▸ WORK REQUEST:
Each entry should be duplicated exactly, with no line missing.
══ GIVEN INFORMATION
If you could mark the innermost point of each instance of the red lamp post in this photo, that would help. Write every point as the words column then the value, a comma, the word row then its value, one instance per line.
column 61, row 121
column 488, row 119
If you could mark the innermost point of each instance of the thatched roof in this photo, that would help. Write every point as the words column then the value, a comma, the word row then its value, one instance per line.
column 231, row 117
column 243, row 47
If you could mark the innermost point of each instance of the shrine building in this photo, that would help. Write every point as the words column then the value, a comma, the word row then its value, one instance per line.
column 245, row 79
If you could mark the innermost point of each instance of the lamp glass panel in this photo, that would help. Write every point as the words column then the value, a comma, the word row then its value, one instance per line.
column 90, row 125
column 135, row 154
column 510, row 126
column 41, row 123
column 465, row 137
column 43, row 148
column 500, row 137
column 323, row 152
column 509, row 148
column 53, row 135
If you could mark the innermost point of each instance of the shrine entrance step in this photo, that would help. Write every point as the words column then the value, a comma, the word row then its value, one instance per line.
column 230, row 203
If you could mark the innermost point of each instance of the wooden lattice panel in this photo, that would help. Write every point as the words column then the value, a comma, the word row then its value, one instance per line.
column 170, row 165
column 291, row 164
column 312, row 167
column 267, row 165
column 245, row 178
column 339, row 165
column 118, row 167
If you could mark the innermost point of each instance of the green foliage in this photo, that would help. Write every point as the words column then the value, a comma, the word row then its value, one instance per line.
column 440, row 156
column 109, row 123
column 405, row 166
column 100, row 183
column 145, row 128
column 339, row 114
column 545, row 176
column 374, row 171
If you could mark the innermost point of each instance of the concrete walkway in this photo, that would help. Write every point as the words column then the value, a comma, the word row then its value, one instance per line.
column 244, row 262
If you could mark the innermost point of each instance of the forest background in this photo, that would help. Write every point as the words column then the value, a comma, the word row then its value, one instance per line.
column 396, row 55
════
▸ PROBLEM SOLUTION:
If you could mark the innermost point of each instance of the red lamp post in this photo, that would help. Write every point as the words column then the value, a comma, the word row then its value, one instance per line.
column 61, row 121
column 488, row 119
If you could mark the innermost point of each instance of the thatched roof in this photo, that would help. Write every point as the words column then the value, a comma, the word row then its value, one instance per line.
column 231, row 117
column 243, row 47
If you could mark the innermost point of each instance of the shrine building in this photo, that would help. Write every point as the words column then the value, a comma, the word row then its value, one instance per line.
column 245, row 79
If you could mark the innermost point of each instance of the lamp glass panel in this photo, that would help. Write every point as the words column then the value, a comma, the word row then its value, one instance per line.
column 90, row 125
column 135, row 154
column 510, row 126
column 41, row 123
column 465, row 137
column 43, row 148
column 500, row 137
column 323, row 152
column 509, row 148
column 53, row 135
If you could mark the innermost point of each instance of the shrine entrance step in this photo, that would help. Write every point as the words column then the value, a comma, the word row then its value, one instance per line.
column 230, row 203
If you could mark the innermost point of each instance of the wooden lattice panel in this photo, that would help. Write every point as the words column then the value, a comma, the word row then its value, one instance per line.
column 170, row 165
column 291, row 164
column 312, row 167
column 267, row 165
column 245, row 178
column 339, row 165
column 118, row 167
If you could mark the innermost point of each instance of the green foliage in this photo, that would help. Write every point as the words column then the value, a comma, the word row then its value, one instance per line.
column 440, row 156
column 109, row 123
column 405, row 166
column 100, row 183
column 145, row 128
column 339, row 114
column 545, row 176
column 374, row 171
If you could mark the innermost point of each instance of the concrete walkway in this photo, that would help. Write every point as the words column then the value, a comma, the word row then its value, one instance per line.
column 244, row 262
If you could mark the innermost point of each instance of the forest background in this photo, that would help. Write every point as the words column then the value, a comma, the word row then its value, one instance per line.
column 396, row 55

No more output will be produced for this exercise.